━━━ Task data

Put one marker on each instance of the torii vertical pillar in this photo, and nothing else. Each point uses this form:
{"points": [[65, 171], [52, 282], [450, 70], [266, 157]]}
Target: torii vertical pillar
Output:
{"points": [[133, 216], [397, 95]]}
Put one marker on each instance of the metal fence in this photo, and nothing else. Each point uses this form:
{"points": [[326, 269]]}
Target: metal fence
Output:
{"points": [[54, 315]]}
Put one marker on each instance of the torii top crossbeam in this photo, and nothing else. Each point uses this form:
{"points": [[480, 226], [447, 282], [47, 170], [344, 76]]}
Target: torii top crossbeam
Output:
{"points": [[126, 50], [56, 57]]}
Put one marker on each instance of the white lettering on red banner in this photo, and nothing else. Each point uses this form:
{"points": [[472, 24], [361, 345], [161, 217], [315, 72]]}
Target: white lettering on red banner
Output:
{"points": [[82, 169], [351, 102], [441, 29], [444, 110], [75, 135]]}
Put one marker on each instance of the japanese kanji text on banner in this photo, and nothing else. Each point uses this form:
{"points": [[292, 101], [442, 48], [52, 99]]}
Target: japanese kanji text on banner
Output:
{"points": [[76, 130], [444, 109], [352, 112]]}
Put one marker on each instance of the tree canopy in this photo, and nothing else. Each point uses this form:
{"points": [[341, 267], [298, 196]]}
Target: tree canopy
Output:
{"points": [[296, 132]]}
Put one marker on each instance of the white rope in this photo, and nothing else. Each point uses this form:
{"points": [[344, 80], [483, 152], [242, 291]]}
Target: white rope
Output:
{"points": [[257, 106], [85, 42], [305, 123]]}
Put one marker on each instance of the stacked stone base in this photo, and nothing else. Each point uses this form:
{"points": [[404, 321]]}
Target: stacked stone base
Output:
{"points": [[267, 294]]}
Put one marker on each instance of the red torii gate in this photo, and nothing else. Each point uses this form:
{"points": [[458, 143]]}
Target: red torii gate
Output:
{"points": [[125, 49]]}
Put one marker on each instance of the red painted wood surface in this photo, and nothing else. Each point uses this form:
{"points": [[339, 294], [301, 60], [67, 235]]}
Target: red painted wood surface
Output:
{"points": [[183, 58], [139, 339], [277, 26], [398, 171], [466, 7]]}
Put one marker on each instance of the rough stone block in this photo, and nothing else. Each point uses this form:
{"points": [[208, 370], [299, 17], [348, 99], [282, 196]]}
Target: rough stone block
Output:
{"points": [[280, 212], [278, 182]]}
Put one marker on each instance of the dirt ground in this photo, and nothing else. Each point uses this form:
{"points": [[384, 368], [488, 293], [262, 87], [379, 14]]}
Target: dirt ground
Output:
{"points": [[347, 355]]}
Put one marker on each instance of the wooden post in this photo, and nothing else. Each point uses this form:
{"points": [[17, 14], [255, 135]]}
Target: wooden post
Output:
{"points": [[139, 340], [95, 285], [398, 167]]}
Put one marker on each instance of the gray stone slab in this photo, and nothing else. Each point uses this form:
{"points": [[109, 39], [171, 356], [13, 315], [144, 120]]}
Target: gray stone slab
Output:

━━━━━━

◆ What is being asked: Retype every item above word for word, keeping each line unchanged.

◆ Task solution:
Put one marker on each instance of the torii vertical pillar in this photo, and nothing else. Each point uses this form:
{"points": [[65, 171], [52, 282], [450, 70], [266, 157]]}
Target: torii vertical pillar
Output:
{"points": [[133, 216], [397, 95]]}
Put one marker on each instance of the metal fence in this photo, and nothing else. Each point uses this form:
{"points": [[326, 269]]}
Target: metal fence
Output:
{"points": [[54, 315]]}
Put one marker on each instance of the torii top crossbeam in this photo, and nothing else. Each point uses this form:
{"points": [[480, 226], [447, 282], [47, 170], [344, 76]]}
Target: torii top crossbeam
Output:
{"points": [[126, 50], [56, 57]]}
Put one marker on each instance of the white lettering on red banner in this photo, and nothing else. Each point uses this form:
{"points": [[472, 24], [361, 345], [161, 217], [315, 72]]}
Target: white lettering on red banner
Output:
{"points": [[82, 169], [351, 102], [441, 29], [444, 110], [75, 135]]}
Put one marker on each instance of the japanese kanji text on banner in this photo, and nothing else. Each point uses this form:
{"points": [[292, 101], [442, 48], [52, 99]]}
Target: japanese kanji text on banner
Output:
{"points": [[76, 130], [444, 109], [352, 112]]}
Put one marker on each instance of the tree canopy in this photo, and nothing else. Each point uses this form:
{"points": [[341, 267], [298, 196]]}
Target: tree canopy
Output:
{"points": [[296, 132]]}
Put one marker on each instance of the white rope in this photo, and nothing else. Each point uses this form:
{"points": [[344, 80], [483, 152], [242, 291]]}
Target: white rope
Output:
{"points": [[257, 106], [85, 42], [305, 123]]}
Put one marker on each instance of the stacked stone base in this photo, and nothing else. Each point uses this form:
{"points": [[404, 321]]}
Target: stacked stone base
Output:
{"points": [[267, 294]]}
Put one marker on each instance of the red torii gate in this photo, and nothing else. Each point uses this form:
{"points": [[458, 143]]}
Target: red torii gate
Output:
{"points": [[125, 49]]}
Put one marker on each instance of the red painted wood surface in this photo, and nothing else. Each point uses this form:
{"points": [[339, 294], [301, 60], [67, 235]]}
Target: red painted wood surface
Output:
{"points": [[183, 58], [139, 339], [277, 26], [398, 171], [466, 7]]}
Put one marker on each instance of the rough stone block in this photo, and nothing else. Each point uses this form:
{"points": [[208, 370], [299, 17], [348, 99], [282, 196]]}
Target: rough stone block
Output:
{"points": [[280, 212], [278, 182]]}
Put one marker on each instance of the dirt ground in this photo, and nothing else. Each point uses this form:
{"points": [[384, 368], [488, 293], [262, 87], [379, 14]]}
Target: dirt ground
Output:
{"points": [[347, 355]]}
Put one marker on each instance of the wooden post in this photo, and nothing else. Each point uses this form:
{"points": [[17, 14], [255, 135]]}
Target: wooden post
Output:
{"points": [[139, 340], [95, 285], [398, 167]]}
Put one marker on each instance of the gray stone slab in this photo, and nothing else. Each point uses this form:
{"points": [[109, 39], [171, 356], [13, 315], [144, 120]]}
Target: gray stone slab
Output:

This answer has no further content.